**SOURCE EXTRACT**:
'''

# PelPro problems



## massel (Oct 26, 2009)

I have a PelPro wood pellet stove with the accutron 2 control panel, the stove was running fine when i went to bed last night and when i got up this morning the fire was out.  Fans were still running but no flame.  I pushed the start button and the igniter light came on but none of the 4 feed rate lights will light up.   When in ignite mode the fans run fine and the auger works fine, but it goes out as soon as the fire is lit and the igniter light goes out.  The customer help line says it probably needs a new control panel,  any input would be appreciated.


----------



## imacman (Oct 26, 2009)

massel said:
			
		

> ......When in ignite mode the fans run fine and the auger works fine, but it goes out as soon as the fire is lit and the igniter light goes out.........



I don't have your stove, but I'm not sure I understand...the pellets ignite, and are burning, but stop burning when ignitor turns off?


----------



## massel (Oct 26, 2009)

exactly, when the ingite light goes off, the feed rate lights dont kick, i dont remember if they are on during ignite before all this or not, but either way they dont light up now.


----------



## hossthehermit (Oct 26, 2009)

massel said:
			
		

> exactly, when the ingite light goes off, the feed rate lights dont kick on which i believe they were on while in ignite mode.



I don't know that stove either, but are pellets feeding in with auger, or did you light it manually, and the auger needs to run a bit to get pellets from the hopper? Also, is your door closed, if it doesn't sense vacuum, it probably won't feed. Just a couple quick thoughts, somebody that has a clue will be here soon.

'''

**SUPPLIED MATERIAL**:
'''

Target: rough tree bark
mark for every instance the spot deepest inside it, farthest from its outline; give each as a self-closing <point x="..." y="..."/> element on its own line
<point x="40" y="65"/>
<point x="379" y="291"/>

'''

**SHORT PROBLEM**: Reproduce the PelPro stove thread above in full, word for word, with its original spelling and punctuation.

**ANSWER IN FULL**:
# PelPro problems



## massel (Oct 26, 2009)

I have a PelPro wood pellet stove with the accutron 2 control panel, the stove was running fine when i went to bed last night and when i got up this morning the fire was out.  Fans were still running but no flame.  I pushed the start button and the igniter light came on but none of the 4 feed rate lights will light up.   When in ignite mode the fans run fine and the auger works fine, but it goes out as soon as the fire is lit and the igniter light goes out.  The customer help line says it probably needs a new control panel,  any input would be appreciated.


----------



## imacman (Oct 26, 2009)

massel said:
			
		

> ......When in ignite mode the fans run fine and the auger works fine, but it goes out as soon as the fire is lit and the igniter light goes out.........



I don't have your stove, but I'm not sure I understand...the pellets ignite, and are burning, but stop burning when ignitor turns off?


----------



## massel (Oct 26, 2009)

exactly, when the ingite light goes off, the feed rate lights dont kick, i dont remember if they are on during ignite before all this or not, but either way they dont light up now.


----------



## hossthehermit (Oct 26, 2009)

massel said:
			
		

> exactly, when the ingite light goes off, the feed rate lights dont kick on which i believe they were on while in ignite mode.



I don't know that stove either, but are pellets feeding in with auger, or did you light it manually, and the auger needs to run a bit to get pellets from the hopper? Also, is your door closed, if it doesn't sense vacuum, it probably won't feed. Just a couple quick thoughts, somebody that has a clue will be here soon.